§ **EXTRAIT CHOISI**:
______
L’ouvrage accorde une place de choix aux pionnières de la déconstruction de l’essence féminine (Beauvoir, p. 243), des « évolutions queer  » du mouvement (Wittig, p. 330) ou de l’introduction de la queer theory en France (Bourcier, p. 399). Tout en reconduisant à sa source le débat récurrent entre celles qui soutiennent que seules les opprimées peuvent théoriser leur oppression et celles qui sont favorables à l’ouverture des institutions universitaires à ces questions – débat présent dès le numéro de Partisans de 1970 –, les auteures défendent la consolidation de l’institutionnalisation des études féministes (p. 377).

Non-mixité et moyens d’expression

L’ambition de renouveler l’histoire des féminismes en la réinterrogeant à partir de questions actuelles se révèle particulièrement féconde sur deux points. La question de la non-mixité qui a donné lieu aux positions les plus outrancières, notamment lors des ateliers réservés aux femmes noires à l’université Paris VIII, est éclairée par la généalogie dont cette revendication fait l’objet.
______
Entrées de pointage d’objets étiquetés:
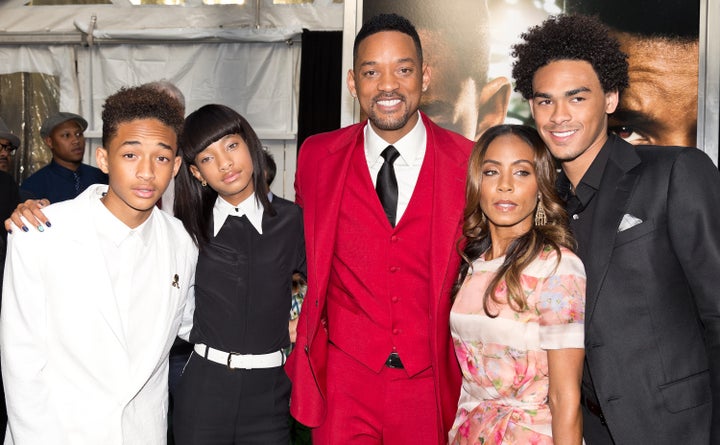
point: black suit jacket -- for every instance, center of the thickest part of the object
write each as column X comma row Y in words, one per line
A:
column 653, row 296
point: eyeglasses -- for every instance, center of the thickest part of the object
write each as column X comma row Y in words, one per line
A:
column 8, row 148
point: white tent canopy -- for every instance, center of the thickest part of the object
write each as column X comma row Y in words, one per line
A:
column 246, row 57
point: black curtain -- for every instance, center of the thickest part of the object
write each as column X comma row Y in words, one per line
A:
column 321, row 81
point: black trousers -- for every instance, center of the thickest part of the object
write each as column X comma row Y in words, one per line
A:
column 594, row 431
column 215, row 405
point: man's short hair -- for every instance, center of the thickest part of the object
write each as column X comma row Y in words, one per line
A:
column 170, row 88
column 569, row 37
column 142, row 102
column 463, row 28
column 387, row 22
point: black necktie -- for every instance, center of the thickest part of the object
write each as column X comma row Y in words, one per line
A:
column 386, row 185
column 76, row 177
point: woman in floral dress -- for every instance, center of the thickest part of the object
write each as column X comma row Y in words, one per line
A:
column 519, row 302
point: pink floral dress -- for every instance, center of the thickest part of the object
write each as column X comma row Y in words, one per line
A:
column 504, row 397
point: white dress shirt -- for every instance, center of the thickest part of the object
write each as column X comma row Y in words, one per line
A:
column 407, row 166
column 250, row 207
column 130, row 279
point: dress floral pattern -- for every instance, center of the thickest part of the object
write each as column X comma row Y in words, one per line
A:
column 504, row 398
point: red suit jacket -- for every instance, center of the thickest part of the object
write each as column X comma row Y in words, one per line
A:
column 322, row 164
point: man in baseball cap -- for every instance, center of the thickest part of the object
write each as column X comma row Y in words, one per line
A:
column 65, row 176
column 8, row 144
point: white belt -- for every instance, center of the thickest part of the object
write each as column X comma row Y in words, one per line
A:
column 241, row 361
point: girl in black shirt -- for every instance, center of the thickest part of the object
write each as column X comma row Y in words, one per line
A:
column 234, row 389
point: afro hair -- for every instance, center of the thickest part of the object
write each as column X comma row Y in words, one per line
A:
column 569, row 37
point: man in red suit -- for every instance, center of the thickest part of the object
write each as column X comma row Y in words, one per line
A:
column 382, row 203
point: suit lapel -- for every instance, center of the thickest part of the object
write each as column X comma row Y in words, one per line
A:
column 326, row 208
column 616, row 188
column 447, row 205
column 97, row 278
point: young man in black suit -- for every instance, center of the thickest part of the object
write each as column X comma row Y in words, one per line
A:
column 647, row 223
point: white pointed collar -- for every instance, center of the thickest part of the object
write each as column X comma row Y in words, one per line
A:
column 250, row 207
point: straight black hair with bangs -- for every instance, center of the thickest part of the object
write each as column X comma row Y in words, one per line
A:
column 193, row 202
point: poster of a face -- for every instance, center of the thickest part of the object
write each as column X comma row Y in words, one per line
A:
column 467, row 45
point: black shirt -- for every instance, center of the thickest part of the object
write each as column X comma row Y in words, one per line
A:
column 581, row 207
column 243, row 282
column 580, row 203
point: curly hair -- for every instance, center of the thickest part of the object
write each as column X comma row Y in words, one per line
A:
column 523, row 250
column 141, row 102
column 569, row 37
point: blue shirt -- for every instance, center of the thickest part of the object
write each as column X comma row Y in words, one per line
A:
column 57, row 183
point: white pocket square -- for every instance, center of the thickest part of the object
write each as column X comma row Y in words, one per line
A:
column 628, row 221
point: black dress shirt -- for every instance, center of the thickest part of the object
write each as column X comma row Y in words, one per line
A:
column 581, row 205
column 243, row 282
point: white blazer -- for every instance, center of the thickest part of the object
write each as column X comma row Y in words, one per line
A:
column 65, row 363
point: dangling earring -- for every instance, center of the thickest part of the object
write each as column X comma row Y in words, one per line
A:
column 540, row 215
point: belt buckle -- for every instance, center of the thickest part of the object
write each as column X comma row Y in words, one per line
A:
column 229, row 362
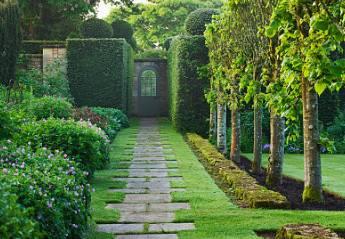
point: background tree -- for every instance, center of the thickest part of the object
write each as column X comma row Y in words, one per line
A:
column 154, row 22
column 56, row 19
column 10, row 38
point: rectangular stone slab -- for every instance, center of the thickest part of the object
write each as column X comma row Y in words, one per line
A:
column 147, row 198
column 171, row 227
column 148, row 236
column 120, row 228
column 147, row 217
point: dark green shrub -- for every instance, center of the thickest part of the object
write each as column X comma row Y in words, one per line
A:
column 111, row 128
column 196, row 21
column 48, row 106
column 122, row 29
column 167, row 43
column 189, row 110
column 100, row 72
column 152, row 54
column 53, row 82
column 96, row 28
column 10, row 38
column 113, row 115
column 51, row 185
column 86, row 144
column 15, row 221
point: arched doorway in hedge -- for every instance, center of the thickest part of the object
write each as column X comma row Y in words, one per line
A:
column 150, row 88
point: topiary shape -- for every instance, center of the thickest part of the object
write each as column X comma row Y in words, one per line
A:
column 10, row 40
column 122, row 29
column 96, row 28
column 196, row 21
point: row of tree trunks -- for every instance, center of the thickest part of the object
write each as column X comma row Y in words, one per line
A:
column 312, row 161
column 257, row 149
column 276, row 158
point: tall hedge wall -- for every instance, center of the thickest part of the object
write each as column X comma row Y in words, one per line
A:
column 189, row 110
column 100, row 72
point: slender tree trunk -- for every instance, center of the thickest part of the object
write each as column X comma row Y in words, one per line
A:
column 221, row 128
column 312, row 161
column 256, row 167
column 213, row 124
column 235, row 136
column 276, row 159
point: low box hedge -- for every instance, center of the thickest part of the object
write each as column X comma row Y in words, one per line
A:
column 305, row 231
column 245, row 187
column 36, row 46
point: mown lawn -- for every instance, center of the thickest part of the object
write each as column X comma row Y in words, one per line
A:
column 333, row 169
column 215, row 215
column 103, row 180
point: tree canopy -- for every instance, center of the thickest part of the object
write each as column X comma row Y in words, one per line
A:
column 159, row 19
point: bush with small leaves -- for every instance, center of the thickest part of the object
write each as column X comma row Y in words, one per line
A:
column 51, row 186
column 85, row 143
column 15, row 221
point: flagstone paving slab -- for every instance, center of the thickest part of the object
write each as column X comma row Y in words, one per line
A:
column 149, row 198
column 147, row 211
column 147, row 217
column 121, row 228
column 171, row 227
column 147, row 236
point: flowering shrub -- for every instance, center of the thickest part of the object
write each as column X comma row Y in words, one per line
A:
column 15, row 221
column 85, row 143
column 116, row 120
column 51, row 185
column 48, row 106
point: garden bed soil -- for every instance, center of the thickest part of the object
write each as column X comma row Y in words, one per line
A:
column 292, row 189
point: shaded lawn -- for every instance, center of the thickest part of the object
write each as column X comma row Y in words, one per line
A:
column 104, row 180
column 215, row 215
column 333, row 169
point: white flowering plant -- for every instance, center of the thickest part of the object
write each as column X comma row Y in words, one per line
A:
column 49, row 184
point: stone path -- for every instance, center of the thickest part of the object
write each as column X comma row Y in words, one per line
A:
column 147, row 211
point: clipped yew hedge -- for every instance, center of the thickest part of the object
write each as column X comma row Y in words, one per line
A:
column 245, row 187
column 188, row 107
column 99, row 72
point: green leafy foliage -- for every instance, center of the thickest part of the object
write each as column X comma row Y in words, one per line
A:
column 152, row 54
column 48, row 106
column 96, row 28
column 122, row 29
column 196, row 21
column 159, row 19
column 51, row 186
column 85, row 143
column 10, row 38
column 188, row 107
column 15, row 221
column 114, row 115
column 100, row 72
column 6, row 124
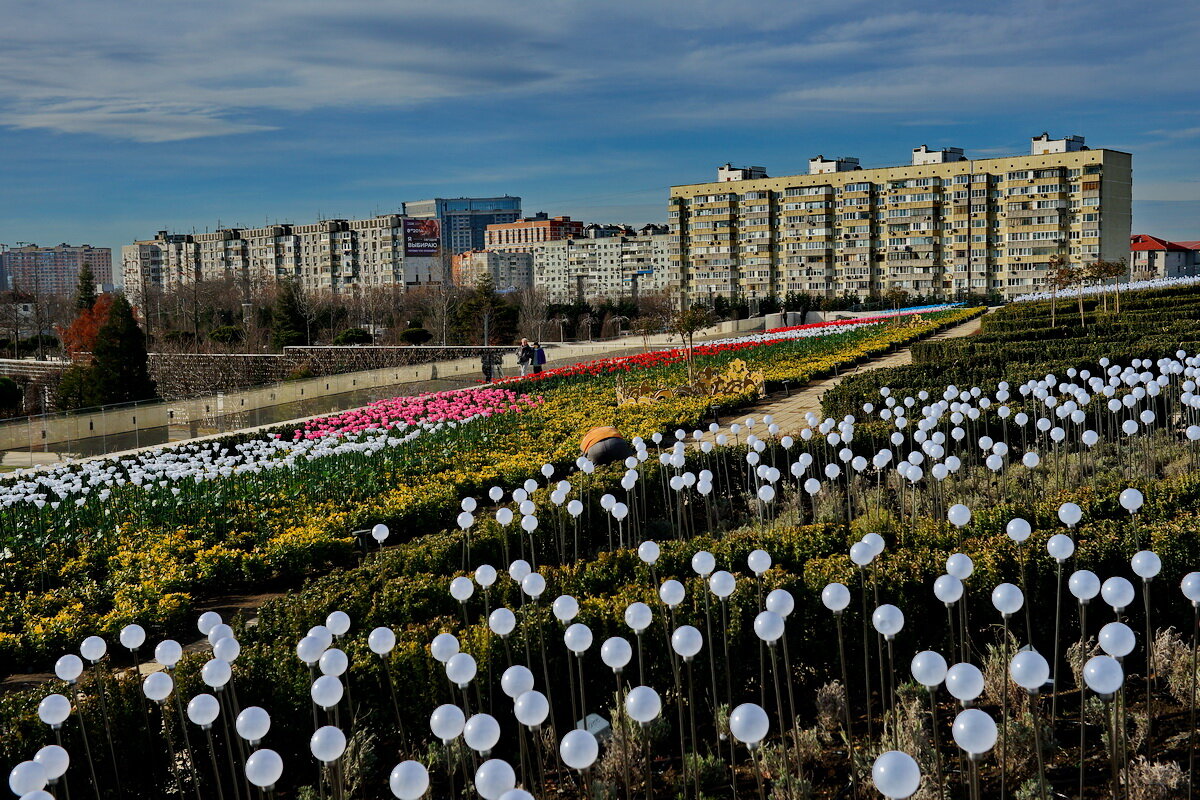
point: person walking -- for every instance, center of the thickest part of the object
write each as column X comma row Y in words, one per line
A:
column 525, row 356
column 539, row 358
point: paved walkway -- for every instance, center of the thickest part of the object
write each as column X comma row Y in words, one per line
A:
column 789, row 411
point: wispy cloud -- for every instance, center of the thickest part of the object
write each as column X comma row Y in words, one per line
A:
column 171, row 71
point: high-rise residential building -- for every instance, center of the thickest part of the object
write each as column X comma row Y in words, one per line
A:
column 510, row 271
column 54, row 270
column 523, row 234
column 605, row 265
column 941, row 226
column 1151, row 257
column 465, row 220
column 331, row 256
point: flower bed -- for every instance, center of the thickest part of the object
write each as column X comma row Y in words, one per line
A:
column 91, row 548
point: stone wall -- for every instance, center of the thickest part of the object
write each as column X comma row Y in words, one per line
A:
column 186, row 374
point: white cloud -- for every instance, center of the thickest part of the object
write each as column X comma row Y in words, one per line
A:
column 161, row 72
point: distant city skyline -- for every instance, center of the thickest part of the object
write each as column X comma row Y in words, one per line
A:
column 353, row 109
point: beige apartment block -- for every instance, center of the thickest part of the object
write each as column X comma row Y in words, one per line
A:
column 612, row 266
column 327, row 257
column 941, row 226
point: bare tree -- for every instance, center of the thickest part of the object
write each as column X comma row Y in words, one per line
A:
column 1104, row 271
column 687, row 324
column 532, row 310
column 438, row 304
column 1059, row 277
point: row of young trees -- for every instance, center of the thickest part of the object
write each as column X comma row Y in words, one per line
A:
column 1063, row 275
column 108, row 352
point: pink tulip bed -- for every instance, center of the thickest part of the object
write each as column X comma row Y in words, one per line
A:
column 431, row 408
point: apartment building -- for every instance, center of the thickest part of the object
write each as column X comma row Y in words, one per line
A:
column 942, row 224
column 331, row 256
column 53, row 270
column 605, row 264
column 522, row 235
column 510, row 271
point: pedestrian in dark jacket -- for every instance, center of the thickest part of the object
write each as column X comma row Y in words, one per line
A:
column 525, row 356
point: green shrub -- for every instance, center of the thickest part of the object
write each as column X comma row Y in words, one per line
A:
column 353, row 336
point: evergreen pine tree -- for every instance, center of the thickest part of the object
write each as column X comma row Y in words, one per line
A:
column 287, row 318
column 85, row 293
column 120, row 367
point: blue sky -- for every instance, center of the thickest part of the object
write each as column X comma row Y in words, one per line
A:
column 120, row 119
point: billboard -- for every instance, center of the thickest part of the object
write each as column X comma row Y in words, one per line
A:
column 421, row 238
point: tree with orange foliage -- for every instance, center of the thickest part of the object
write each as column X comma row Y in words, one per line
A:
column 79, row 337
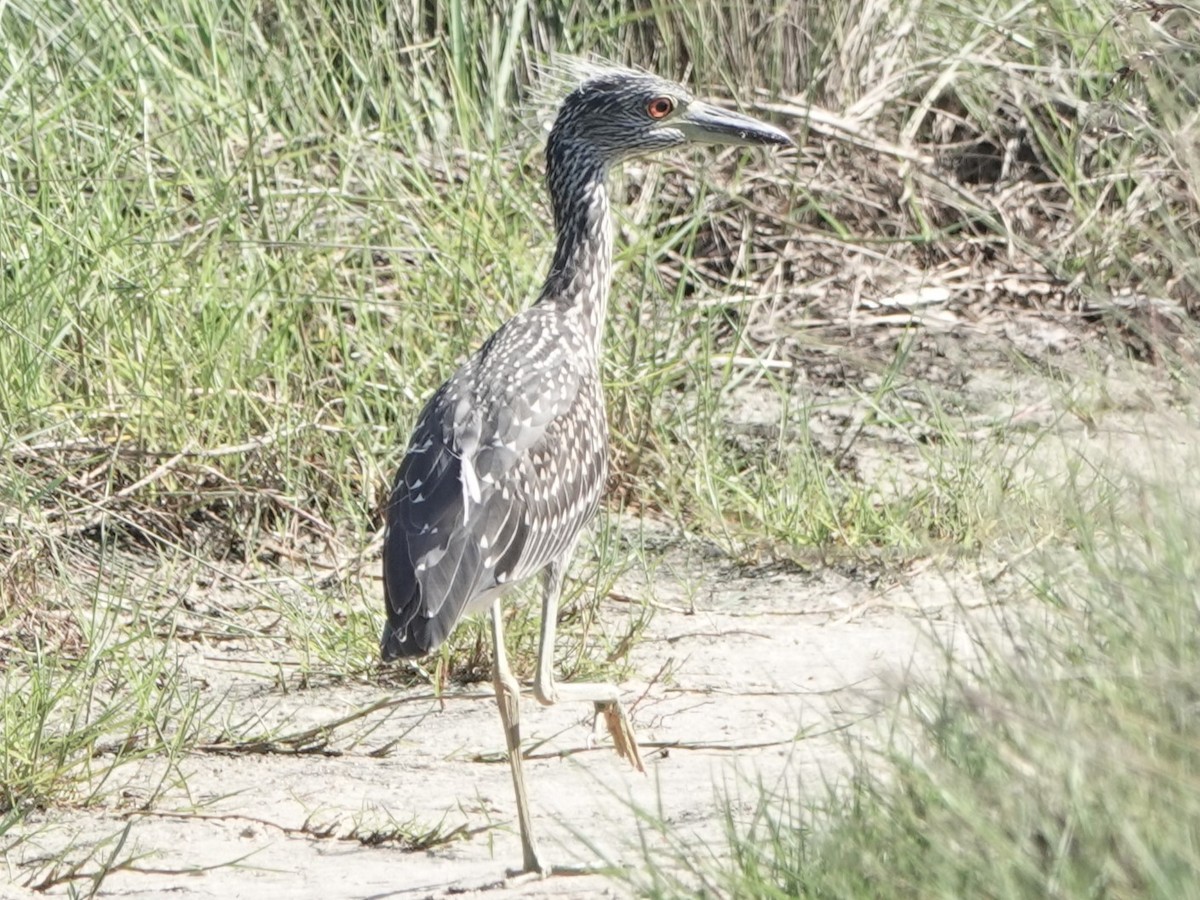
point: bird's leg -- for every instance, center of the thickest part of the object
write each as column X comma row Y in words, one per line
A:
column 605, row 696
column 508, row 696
______
§ **À FAIRE**:
1. Dans l’extrait sur l’histoire des féminismes, transformez en liste à puces le paragraphe qui commence par « L’ouvrage accorde une place de choix » en gardant ses faits principaux.
2. D’après l’extrait sur l’histoire des féminismes, qu’est-ce qui éclaire la question de la non-mixité ? Répondez en une à trois phrases.
3. Poursuivez l’extrait sur l’histoire des féminismes à la suite de sa dernière phrase.

§ **RÉPONSES**:
1.
- L’ouvrage met en avant des pionnières : Beauvoir pour la déconstruction de l’essence féminine (p. 243), Wittig pour les « évolutions queer » du mouvement (p. 330) et Bourcier pour l’introduction de la queer theory en France (p. 399).
- Il remonte à la source d’un débat récurrent, déjà présent dans le numéro de Partisans de 1970. Ce débat oppose celles qui pensent que seules les opprimées peuvent théoriser leur oppression et celles qui veulent ouvrir l’université à ces questions.
- Les auteures défendent la consolidation de l’institutionnalisation des études féministes (p. 377).

2. C’est la généalogie de la revendication de non-mixité qui éclaire cette question. Elle avait suscité les positions les plus outrancières, notamment lors des ateliers réservés aux femmes noires à l’université Paris VIII.

3.
Des journaux des saint-simoniennes permettant d’affirmer l’unité d’un « nous, femmes » (p. 45) à la non-mixité de l’Union des femmes socialistes créée en 1880 (p. 110), du journal de Marguerite Durant La Fronde au début du XXe siècle à la non-mixité devenue un « trait d’identification » du Mouvement de libération des femmes après Mai 68, c’est toujours la nécessité de libérer la parole qui est en jeu. Alors que, dans les années 1990, la non-mixité est jugée dépassée, l’utilité de celle-ci est réaffirmée par des collectifs comme Mwasi, ce qui n’empêche pas les aspirations au rassemblement, comme dans les manifestations organisées par #NousToutes.

Parce que les réseaux sociaux et le moment #MeToo renouvellent la question du rapport entre féminisme et communication, l’attention portée aux moyens d’expression et à l’évolution terminologique intéresse particulièrement. Du qualificatif rétrospectif des féministes de 1789 au changement de sens des « tricoteuses », de la verve de figures féministes mal connue comme Léonie Rouzade au néologisme « féministe » inventé par le misogyne Dumas fils, des romancières annonciatrices du mouvement littéraire de la négritude comme Suzanne Lacascade et Paulette Nardal aux écrivaines militantes algériennes en situation coloniale, des difficultés d’introduire la notion de queer ou le concept de genre à la transformation du terme « intersectionnalité » en adjectif et à l’émergence du terme « racisé », jusqu’au travail de redéfinition actuelle des notions de harcèlement et de féminicide, la langue et l’expression font partie intégrante cette histoire.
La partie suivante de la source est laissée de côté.